• [Stated exercise]
Omit the pictures, then write out every entry exactly as it reads.

• [Data extract]
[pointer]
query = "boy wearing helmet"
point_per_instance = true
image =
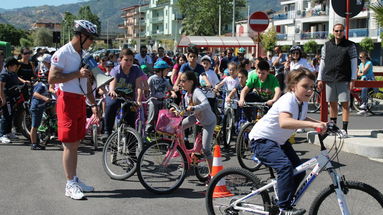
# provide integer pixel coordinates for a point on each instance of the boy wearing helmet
(8, 80)
(158, 86)
(73, 87)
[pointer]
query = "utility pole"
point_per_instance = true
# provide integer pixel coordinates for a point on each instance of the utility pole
(233, 30)
(219, 19)
(107, 33)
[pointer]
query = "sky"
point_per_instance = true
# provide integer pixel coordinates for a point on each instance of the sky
(11, 4)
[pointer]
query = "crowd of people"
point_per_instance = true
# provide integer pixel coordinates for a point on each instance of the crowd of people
(284, 82)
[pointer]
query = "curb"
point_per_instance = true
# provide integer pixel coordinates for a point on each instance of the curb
(367, 143)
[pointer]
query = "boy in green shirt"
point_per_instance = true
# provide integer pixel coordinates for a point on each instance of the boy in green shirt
(264, 87)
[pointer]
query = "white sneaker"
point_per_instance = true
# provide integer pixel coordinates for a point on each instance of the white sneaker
(4, 139)
(12, 136)
(343, 133)
(84, 187)
(300, 130)
(73, 190)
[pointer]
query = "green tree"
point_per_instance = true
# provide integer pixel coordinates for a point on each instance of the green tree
(10, 34)
(201, 17)
(67, 27)
(310, 47)
(367, 44)
(269, 39)
(24, 42)
(285, 48)
(377, 7)
(42, 37)
(86, 13)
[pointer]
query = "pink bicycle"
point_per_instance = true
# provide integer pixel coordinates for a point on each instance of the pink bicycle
(162, 166)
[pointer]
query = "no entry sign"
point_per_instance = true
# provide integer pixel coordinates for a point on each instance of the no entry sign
(258, 21)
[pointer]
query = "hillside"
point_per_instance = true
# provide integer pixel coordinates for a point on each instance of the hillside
(107, 10)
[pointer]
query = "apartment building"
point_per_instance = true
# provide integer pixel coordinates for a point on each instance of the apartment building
(163, 24)
(134, 26)
(304, 20)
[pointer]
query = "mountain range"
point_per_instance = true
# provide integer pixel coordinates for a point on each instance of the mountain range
(104, 9)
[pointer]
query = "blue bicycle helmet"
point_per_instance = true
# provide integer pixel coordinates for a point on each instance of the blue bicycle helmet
(161, 65)
(242, 50)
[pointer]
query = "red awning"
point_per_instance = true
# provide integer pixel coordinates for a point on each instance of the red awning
(204, 41)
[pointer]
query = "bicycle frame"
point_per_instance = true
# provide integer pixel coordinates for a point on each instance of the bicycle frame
(188, 152)
(317, 164)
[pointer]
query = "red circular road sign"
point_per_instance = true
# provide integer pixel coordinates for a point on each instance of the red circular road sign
(259, 21)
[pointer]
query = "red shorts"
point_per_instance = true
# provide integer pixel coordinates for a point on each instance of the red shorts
(71, 116)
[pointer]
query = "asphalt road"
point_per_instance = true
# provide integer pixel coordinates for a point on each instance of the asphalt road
(32, 182)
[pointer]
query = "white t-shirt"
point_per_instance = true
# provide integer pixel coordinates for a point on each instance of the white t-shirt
(213, 79)
(147, 60)
(69, 60)
(268, 126)
(301, 63)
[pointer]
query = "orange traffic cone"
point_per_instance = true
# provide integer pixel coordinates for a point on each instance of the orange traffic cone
(220, 189)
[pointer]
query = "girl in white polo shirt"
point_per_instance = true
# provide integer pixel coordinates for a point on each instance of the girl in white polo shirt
(269, 136)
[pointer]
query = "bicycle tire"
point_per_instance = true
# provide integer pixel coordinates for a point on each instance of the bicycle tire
(243, 150)
(238, 182)
(121, 168)
(314, 103)
(227, 127)
(166, 180)
(201, 171)
(367, 201)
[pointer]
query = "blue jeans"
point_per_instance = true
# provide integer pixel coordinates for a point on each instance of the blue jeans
(283, 159)
(112, 106)
(6, 119)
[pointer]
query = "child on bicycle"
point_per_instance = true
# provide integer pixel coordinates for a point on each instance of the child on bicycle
(158, 86)
(269, 136)
(197, 102)
(40, 98)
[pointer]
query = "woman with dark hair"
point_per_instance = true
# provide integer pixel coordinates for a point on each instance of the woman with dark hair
(176, 68)
(197, 103)
(297, 59)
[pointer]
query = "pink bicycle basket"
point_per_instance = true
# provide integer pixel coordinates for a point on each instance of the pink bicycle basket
(167, 122)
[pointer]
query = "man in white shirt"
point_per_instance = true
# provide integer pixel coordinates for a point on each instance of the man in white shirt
(72, 78)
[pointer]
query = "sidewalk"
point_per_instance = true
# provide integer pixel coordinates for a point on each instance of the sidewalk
(367, 143)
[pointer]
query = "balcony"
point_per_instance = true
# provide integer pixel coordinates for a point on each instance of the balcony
(359, 32)
(314, 35)
(283, 16)
(158, 32)
(281, 37)
(157, 19)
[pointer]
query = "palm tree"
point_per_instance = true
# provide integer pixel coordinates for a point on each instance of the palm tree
(377, 7)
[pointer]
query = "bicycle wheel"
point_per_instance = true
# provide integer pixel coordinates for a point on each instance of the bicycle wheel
(120, 157)
(156, 175)
(227, 127)
(243, 150)
(201, 171)
(361, 199)
(230, 185)
(314, 103)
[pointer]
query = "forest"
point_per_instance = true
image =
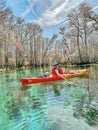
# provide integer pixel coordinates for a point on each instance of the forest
(23, 44)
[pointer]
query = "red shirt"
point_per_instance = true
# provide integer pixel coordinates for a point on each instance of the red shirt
(59, 70)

• [Answer to this problem]
[pointer]
query = "boy wearing helmet"
point_per_instance = true
image =
# provide integer pixel coordinates for a point on each instance of the boy wearing helmet
(8, 80)
(158, 86)
(73, 87)
[pointer]
query = "utility pole"
point_per_instance = true
# provide integer pixel coordinates for a point on each instance of the utility pole
(233, 30)
(219, 19)
(107, 33)
[pointer]
query = "sky"
point_per_instance = true
# provide integer pixel coordinates for a point on each instance of the sky
(11, 4)
[pointer]
query = "crowd of people"
point_per_instance = true
# provide integer pixel coordinates for a point on each instance of the crowd of people
(284, 82)
[pointer]
query = "curb"
point_per_instance = true
# provide integer pixel coordinates for a point on each instance of the curb
(367, 143)
[pointer]
query = "boy in green shirt"
point_per_instance = true
# provide integer pixel coordinates for a point on each instance of the boy in green shirt
(264, 87)
[pointer]
query = "white sneaker"
point_per_instance = true
# provide integer pixel coordinates for a point on each instance of the white sneaker
(4, 139)
(12, 136)
(343, 133)
(84, 187)
(300, 130)
(73, 190)
[pointer]
query = "green tree"
point_per_instance = true
# provide integer pixel coordinates for a point on each instance of the green tree
(10, 34)
(201, 17)
(67, 27)
(310, 47)
(367, 44)
(269, 39)
(24, 42)
(285, 48)
(377, 7)
(42, 37)
(86, 13)
[pointer]
query = "pink bicycle"
point_per_instance = true
# provide integer pixel coordinates for a point on each instance of the pink bicycle
(162, 166)
[pointer]
query = "no entry sign"
point_per_instance = true
# provide integer pixel coordinates for a point on each instance of the no entry sign
(258, 21)
[pointer]
query = "hillside"
point_per_instance = true
# provide integer pixel coordinates for a point on each instance of the hillside
(107, 10)
[pointer]
query = "apartment building"
point_per_instance = true
# provide integer pixel coordinates for a point on each instance of the apartment building
(163, 24)
(134, 26)
(304, 20)
[pointer]
query = "mountain range"
point_per_instance = true
# provide integer pixel coordinates for a point on each instance of the mountain range
(104, 9)
[pointer]
query = "blue bicycle helmet"
point_per_instance = true
# provide integer pixel coordinates for a point on each instance of the blue bicycle helmet
(161, 65)
(242, 50)
[pointer]
query = "red awning"
point_per_instance = true
# provide integer pixel coordinates for a point on each instance of the red awning
(204, 41)
[pointer]
query = "bicycle frame"
point_per_instance = true
# provide integer pixel coordinates for a point on each instance of the bicycle frame
(188, 152)
(317, 164)
[pointer]
query = "red circular road sign"
point_per_instance = true
# provide integer pixel coordinates for a point on each instance of the red circular road sign
(259, 21)
[pointer]
query = "red shorts"
point_per_instance = true
# provide integer pixel coordinates for a point on each instance of the red shorts
(71, 116)
[pointer]
query = "asphalt road"
point_per_instance = true
# provide integer pixel coordinates for a point on each instance of the asphalt road
(32, 182)
[pointer]
query = "white t-shirt"
point_per_instance = true
# provide integer pixel coordinates for a point on each instance of the white t-shirt
(213, 79)
(147, 60)
(69, 60)
(268, 126)
(301, 63)
[pointer]
query = "orange traffic cone"
point_per_instance = true
# provide integer pixel coordinates for a point on each instance of the orange traffic cone
(220, 189)
[pointer]
query = "girl in white polo shirt"
point_per_instance = true
# provide integer pixel coordinates for a point on each instance of the girl in white polo shirt
(269, 136)
[pointer]
query = "bicycle tire"
point_per_instance = true
# provide integer pixel coordinates for a point on each instance of the bicycle tire
(243, 150)
(238, 182)
(121, 168)
(314, 103)
(227, 127)
(166, 180)
(201, 171)
(367, 201)
[pointer]
query = "blue jeans"
point_per_instance = true
# provide integer pixel coordinates for a point on each instance of the blue jeans
(283, 159)
(112, 106)
(6, 119)
[pointer]
query = "child on bicycle"
point_per_instance = true
# provide integer pixel coordinates for a point on each instance of the child on bicycle
(158, 86)
(269, 136)
(197, 102)
(40, 98)
[pointer]
query = "woman with dark hair"
point_per_instance = true
# provide integer pixel coordinates for a point on each instance of the woman with dark hair
(176, 68)
(197, 103)
(297, 59)
[pointer]
query = "pink bicycle basket"
point_per_instance = true
# provide integer pixel coordinates for a point on each instance of the pink bicycle basket
(167, 122)
[pointer]
query = "man in white shirt"
point_per_instance = true
# provide integer pixel coordinates for a point on each instance of the man in white shirt
(72, 78)
[pointer]
query = "sidewalk"
point_per_instance = true
# provide integer pixel coordinates for a point on each instance of the sidewalk
(367, 143)
[pointer]
query = "balcony"
point_per_instance = true
# provide integer pixel coordinates for a point on each instance of the balcony
(359, 32)
(314, 35)
(283, 16)
(158, 32)
(281, 37)
(157, 19)
[pointer]
query = "palm tree"
point_per_instance = true
# provide integer pixel coordinates for a point on each instance of the palm tree
(377, 7)
[pointer]
query = "bicycle wheel"
point_per_instance = true
# provide integer pixel coordinates for a point on each instance of the bicycle wheel
(120, 157)
(156, 175)
(227, 127)
(243, 150)
(201, 171)
(361, 199)
(230, 185)
(314, 103)
[pointer]
query = "forest"
point_per_instance = true
image =
# provide integer pixel coordinates for a point on each instance of the forest
(23, 44)
[pointer]
query = "red shirt"
point_per_instance = true
# provide integer pixel coordinates for a point on each instance of the red shirt
(59, 70)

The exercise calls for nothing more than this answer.